[INPUT DATA — start]

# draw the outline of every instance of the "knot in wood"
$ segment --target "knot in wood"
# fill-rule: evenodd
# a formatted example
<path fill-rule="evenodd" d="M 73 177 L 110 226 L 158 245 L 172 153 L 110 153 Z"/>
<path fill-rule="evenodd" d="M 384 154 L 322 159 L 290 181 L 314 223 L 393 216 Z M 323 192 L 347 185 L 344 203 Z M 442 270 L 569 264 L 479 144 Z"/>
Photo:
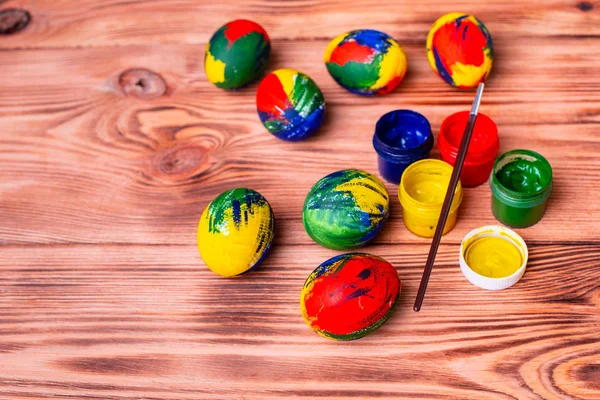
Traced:
<path fill-rule="evenodd" d="M 194 145 L 175 145 L 156 154 L 154 175 L 163 179 L 181 181 L 201 173 L 206 168 L 206 149 Z"/>
<path fill-rule="evenodd" d="M 159 74 L 145 68 L 132 68 L 119 77 L 119 86 L 127 96 L 155 99 L 167 92 L 167 84 Z"/>
<path fill-rule="evenodd" d="M 12 35 L 21 32 L 31 21 L 29 11 L 22 8 L 0 10 L 0 35 Z"/>
<path fill-rule="evenodd" d="M 592 11 L 594 9 L 594 4 L 590 3 L 589 1 L 580 1 L 577 3 L 577 8 L 583 12 Z"/>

[INPUT DATA — finish]

TO DO
What belongs in the answer is each line above, reproduced exactly, and no picture.

ANSWER SPACE
# draw the outline of every instance of the "knot in wood"
$ segment --target "knot in wood"
# fill-rule: evenodd
# a formatted example
<path fill-rule="evenodd" d="M 73 177 L 110 226 L 158 245 L 172 153 L 110 153 Z"/>
<path fill-rule="evenodd" d="M 384 154 L 322 159 L 290 181 L 314 223 L 393 216 Z M 323 192 L 347 185 L 344 203 Z M 442 270 L 569 264 L 479 144 Z"/>
Photo:
Traced:
<path fill-rule="evenodd" d="M 194 145 L 175 145 L 156 154 L 154 175 L 163 179 L 181 181 L 201 173 L 206 168 L 206 149 Z"/>
<path fill-rule="evenodd" d="M 159 74 L 145 68 L 132 68 L 119 77 L 119 86 L 127 96 L 155 99 L 167 92 L 167 84 Z"/>
<path fill-rule="evenodd" d="M 12 35 L 21 32 L 31 21 L 29 11 L 22 8 L 0 10 L 0 35 Z"/>
<path fill-rule="evenodd" d="M 592 11 L 594 9 L 594 4 L 590 3 L 589 1 L 580 1 L 577 3 L 577 8 L 583 12 Z"/>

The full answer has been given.